[Cryptech Tech] Short note on the current FPGA activities

Joachim Strömbergson joachim at secworks.se
Sun Jan 25 19:52:41 UTC 2015


-----BEGIN PGP SIGNED MESSAGE-----
Hash: SHA256

Aloha!

Thanks for your mail Pavel, very interesting and good ideas. I add
comments below.


Шатов Павел wrote:
> Hello, Joachim! I have a suggestion on how to organize the clock
> network inside of an FPGA in our project. I've attached a picture for
> it to be more clear, please take a look. My suggestion is to separate
> the EIM interface from other parts of our design using either a pair
> of FIFOs or a dual-port RAM.

Yes, this is basically what I'm aiming for too. I would probably use
shallow FIFOs rather than dual port memories, chiefly because (I think)
it would be easier to port between FPGA vendor devices as well as
simulate. But I might be wrong and are happy to be proven so.

I've been looking at clocking the cores with bclock/2 (66 MHz) that is i
phase with bclock. This makes it fairly easy to do clock domain
crossing. I wasn't able to reduce the bclock based on the suggestions by
Bunnie or reading the (extensive and somewhat confusing) documentation
for the i.MX6.

But one thing I don't like with the bclock and why I think your solution
is better is that bclock is not running until you start accessing
something via EIM. This means that the cores are basically dead until
that happens.

I think that we at least want to have parts of our cores running as soon
as the device has been configured. Things like key handling, random
number generation etc. But I think it is easier to just having the whole
Cryptech FPGA system running. And then having commands appear and
handled whenever on the EIM interface.

The CLK2 is running at 50 MHz and I don't see any reasons to use a
slower clock than that for clocking our cores. All cores we have today
runs at much higher frequencies in Spartan6. Thus 50 MHz will give us
fairly good performance as well as fairly relaxed timing constraints to
make it easy to meet timing in the devices. For external interfaces
(external key storage for example) we may need other clocks, but those
are special cases.


> I don't understand bunnie's original design with 8(!) BUFGs and TIG
> constraints. Do you understand his timing closure? Floorplanning at
> 133 MHz seems to be an overkill and why are there no IODELAY2
> primitives? I suggest that we rework his design, because having two
> independent clock domains will allow EIM arbiter to run at BCLK 
> frequency and the rest of the logic to run at any other arbitrary
> frequency (not necessarily BCLK or BCLK/2).

━━━━

Required task » Write out the FPGA note again, starting at "[Cryptech Tech] Short" and stopping after "comments below.", but change "good ideas" to "useful suggestions".

━━━━

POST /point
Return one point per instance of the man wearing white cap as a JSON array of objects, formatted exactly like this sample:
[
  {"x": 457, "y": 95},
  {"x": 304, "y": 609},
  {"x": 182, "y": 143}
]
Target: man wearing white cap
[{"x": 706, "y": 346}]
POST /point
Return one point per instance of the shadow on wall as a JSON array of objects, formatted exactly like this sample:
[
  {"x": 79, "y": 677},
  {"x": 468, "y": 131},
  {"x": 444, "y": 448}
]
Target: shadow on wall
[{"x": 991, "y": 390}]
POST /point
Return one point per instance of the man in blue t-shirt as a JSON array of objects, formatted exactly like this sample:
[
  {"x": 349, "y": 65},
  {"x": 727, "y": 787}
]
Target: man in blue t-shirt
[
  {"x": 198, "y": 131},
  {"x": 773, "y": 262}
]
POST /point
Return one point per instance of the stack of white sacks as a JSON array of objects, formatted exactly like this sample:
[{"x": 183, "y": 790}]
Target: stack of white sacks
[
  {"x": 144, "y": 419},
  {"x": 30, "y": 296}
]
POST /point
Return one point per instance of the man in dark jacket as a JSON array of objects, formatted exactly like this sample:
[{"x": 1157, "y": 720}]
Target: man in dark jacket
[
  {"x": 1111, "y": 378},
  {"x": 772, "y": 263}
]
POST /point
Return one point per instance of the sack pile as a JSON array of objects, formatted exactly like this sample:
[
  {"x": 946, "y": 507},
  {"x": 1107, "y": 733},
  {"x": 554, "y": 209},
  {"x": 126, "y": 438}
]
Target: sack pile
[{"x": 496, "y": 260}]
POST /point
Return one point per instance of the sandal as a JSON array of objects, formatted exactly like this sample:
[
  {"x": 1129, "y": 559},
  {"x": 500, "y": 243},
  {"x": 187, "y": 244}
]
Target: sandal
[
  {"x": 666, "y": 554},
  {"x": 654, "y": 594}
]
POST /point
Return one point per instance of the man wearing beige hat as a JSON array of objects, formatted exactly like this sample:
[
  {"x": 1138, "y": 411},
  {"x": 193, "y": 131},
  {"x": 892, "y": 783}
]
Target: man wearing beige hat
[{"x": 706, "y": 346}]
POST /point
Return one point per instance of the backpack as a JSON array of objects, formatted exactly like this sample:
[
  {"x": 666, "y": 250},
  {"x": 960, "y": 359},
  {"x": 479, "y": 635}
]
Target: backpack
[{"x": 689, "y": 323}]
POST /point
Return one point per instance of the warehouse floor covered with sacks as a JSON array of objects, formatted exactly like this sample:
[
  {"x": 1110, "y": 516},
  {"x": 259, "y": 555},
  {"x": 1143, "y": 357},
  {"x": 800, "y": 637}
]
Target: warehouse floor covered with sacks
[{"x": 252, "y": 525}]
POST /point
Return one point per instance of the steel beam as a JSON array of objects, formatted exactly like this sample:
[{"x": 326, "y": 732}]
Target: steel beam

━━━━

Answer for this exercise »
[Cryptech Tech] Short note on the current FPGA activities

Joachim Strömbergson joachim at secworks.se
Sun Jan 25 19:52:41 UTC 2015


-----BEGIN PGP SIGNED MESSAGE-----
Hash: SHA256

Aloha!

Thanks for your mail Pavel, very interesting and useful suggestions. I add
comments below.